/---

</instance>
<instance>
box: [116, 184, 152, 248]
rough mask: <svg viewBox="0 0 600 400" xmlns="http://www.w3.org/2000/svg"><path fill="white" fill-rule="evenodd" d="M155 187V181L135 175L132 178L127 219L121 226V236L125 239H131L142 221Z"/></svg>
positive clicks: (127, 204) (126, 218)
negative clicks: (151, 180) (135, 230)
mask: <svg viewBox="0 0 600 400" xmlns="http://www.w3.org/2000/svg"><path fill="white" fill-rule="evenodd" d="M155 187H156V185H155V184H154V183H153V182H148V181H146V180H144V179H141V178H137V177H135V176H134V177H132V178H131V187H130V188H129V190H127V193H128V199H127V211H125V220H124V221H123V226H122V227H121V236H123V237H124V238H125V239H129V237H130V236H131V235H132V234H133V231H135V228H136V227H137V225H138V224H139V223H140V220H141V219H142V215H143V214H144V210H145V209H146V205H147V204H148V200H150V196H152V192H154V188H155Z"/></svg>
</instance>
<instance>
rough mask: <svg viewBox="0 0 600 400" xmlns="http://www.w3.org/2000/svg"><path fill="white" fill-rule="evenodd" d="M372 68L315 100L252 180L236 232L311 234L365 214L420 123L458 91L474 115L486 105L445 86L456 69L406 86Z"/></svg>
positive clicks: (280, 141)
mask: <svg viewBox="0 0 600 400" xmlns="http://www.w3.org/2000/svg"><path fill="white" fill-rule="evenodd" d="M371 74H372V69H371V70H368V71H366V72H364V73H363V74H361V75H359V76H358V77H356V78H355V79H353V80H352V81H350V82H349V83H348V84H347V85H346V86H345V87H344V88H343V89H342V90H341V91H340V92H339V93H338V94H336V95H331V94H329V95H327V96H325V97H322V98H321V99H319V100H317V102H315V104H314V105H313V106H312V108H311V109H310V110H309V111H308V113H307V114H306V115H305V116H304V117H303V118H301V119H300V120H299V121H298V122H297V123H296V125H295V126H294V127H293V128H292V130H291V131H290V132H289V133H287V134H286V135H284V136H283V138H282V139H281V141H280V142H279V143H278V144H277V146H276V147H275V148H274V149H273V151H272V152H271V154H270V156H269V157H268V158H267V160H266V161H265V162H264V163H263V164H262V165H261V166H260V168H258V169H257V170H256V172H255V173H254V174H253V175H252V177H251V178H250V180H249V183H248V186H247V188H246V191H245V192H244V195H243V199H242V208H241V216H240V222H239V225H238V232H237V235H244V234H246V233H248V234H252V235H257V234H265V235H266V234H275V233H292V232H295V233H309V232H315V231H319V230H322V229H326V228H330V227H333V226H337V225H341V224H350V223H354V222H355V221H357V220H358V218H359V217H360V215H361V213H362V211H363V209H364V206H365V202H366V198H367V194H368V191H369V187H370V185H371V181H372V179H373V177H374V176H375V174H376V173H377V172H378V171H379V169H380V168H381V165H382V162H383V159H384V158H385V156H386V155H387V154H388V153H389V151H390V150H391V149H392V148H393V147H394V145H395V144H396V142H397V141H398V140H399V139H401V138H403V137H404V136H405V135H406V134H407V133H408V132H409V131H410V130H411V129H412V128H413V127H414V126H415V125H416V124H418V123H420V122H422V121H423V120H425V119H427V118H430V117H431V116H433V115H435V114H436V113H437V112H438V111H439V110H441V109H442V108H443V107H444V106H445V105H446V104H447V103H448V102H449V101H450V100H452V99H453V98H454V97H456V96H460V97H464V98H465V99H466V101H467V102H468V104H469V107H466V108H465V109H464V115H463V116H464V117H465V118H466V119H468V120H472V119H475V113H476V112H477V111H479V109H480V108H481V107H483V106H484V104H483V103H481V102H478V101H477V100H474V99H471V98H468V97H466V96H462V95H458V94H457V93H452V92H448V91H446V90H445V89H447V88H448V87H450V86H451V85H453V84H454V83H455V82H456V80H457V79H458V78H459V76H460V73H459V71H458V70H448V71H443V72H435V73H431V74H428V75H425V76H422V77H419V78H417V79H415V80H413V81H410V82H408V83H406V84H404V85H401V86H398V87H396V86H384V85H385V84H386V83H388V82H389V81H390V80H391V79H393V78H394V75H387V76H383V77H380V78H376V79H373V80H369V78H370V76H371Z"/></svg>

\---

*WHAT YOU SHOULD DO*.
Return all the lines above exactly as given.

*RESPONSE TO THE EXERCISE*.
</instance>
<instance>
box: [116, 184, 152, 248]
rough mask: <svg viewBox="0 0 600 400" xmlns="http://www.w3.org/2000/svg"><path fill="white" fill-rule="evenodd" d="M155 187V181L135 175L132 178L127 219L121 226V236L125 239H131L142 221Z"/></svg>
positive clicks: (127, 204) (126, 218)
negative clicks: (151, 180) (135, 230)
mask: <svg viewBox="0 0 600 400" xmlns="http://www.w3.org/2000/svg"><path fill="white" fill-rule="evenodd" d="M155 187H156V185H155V184H154V183H153V182H148V181H146V180H144V179H141V178H137V177H135V176H134V177H132V178H131V187H130V188H129V190H127V193H128V199H127V211H125V220H124V221H123V226H122V227H121V236H123V237H124V238H125V239H129V237H130V236H131V235H132V234H133V231H135V228H136V227H137V225H138V224H139V223H140V220H141V219H142V215H143V214H144V210H145V209H146V205H147V204H148V200H150V196H152V192H154V188H155Z"/></svg>
</instance>
<instance>
rough mask: <svg viewBox="0 0 600 400" xmlns="http://www.w3.org/2000/svg"><path fill="white" fill-rule="evenodd" d="M372 68L315 100L252 180L236 232L311 234L365 214L420 123L458 91L474 115L486 105L445 86L456 69L406 86Z"/></svg>
positive clicks: (280, 141)
mask: <svg viewBox="0 0 600 400" xmlns="http://www.w3.org/2000/svg"><path fill="white" fill-rule="evenodd" d="M371 74H372V69H371V70H368V71H366V72H364V73H363V74H361V75H359V76H358V77H356V78H355V79H353V80H352V81H350V82H349V83H348V84H347V85H346V86H345V87H344V88H343V89H342V90H341V91H340V92H339V93H338V94H336V95H331V94H329V95H327V96H325V97H322V98H321V99H319V100H317V102H315V104H314V105H313V106H312V108H311V109H310V110H309V111H308V113H307V114H306V115H305V116H304V117H303V118H301V119H300V120H299V121H298V122H297V123H296V125H295V126H294V127H293V128H292V130H291V131H290V132H289V133H287V134H286V135H284V136H283V138H282V139H281V141H280V142H279V143H278V144H277V146H276V147H275V148H274V149H273V151H272V152H271V154H270V156H269V157H268V158H267V160H266V161H265V162H264V163H263V164H262V165H261V166H260V168H258V169H257V170H256V172H255V173H254V174H253V175H252V177H251V178H250V180H249V183H248V186H247V188H246V191H245V192H244V195H243V199H242V208H241V216H240V222H239V225H238V232H237V235H244V234H246V233H248V234H252V235H257V234H265V235H266V234H275V233H292V232H295V233H309V232H315V231H319V230H322V229H326V228H330V227H333V226H337V225H341V224H350V223H354V222H355V221H357V220H358V218H359V217H360V215H361V213H362V211H363V209H364V206H365V202H366V198H367V194H368V191H369V187H370V185H371V181H372V179H373V177H374V176H375V174H376V173H377V172H378V171H379V169H380V168H381V165H382V162H383V159H384V158H385V156H386V155H387V154H388V153H389V151H390V150H391V149H392V148H393V147H394V145H395V144H396V142H397V141H398V140H399V139H401V138H403V137H404V136H405V135H406V134H407V133H408V132H409V131H410V130H411V129H412V128H413V127H414V126H415V125H416V124H418V123H420V122H422V121H423V120H425V119H427V118H430V117H431V116H433V115H435V114H436V113H437V112H438V111H439V110H441V109H442V108H443V107H444V106H445V105H446V104H447V103H448V102H449V101H450V100H452V99H453V98H454V97H456V96H460V97H464V98H465V99H466V101H467V102H468V104H469V107H466V108H465V109H464V115H463V116H464V117H465V118H466V119H468V120H472V119H475V113H476V112H477V111H479V109H480V108H481V107H483V106H484V104H483V103H481V102H478V101H477V100H474V99H471V98H468V97H466V96H462V95H458V94H457V93H452V92H448V91H446V90H445V89H447V88H448V87H450V86H451V85H453V84H454V83H455V82H456V80H457V79H458V78H459V76H460V73H459V71H458V70H448V71H443V72H435V73H431V74H428V75H425V76H422V77H419V78H417V79H415V80H413V81H410V82H408V83H406V84H404V85H401V86H398V87H396V86H384V85H385V84H386V83H388V82H389V81H390V80H391V79H393V78H394V75H387V76H383V77H380V78H376V79H373V80H369V78H370V76H371Z"/></svg>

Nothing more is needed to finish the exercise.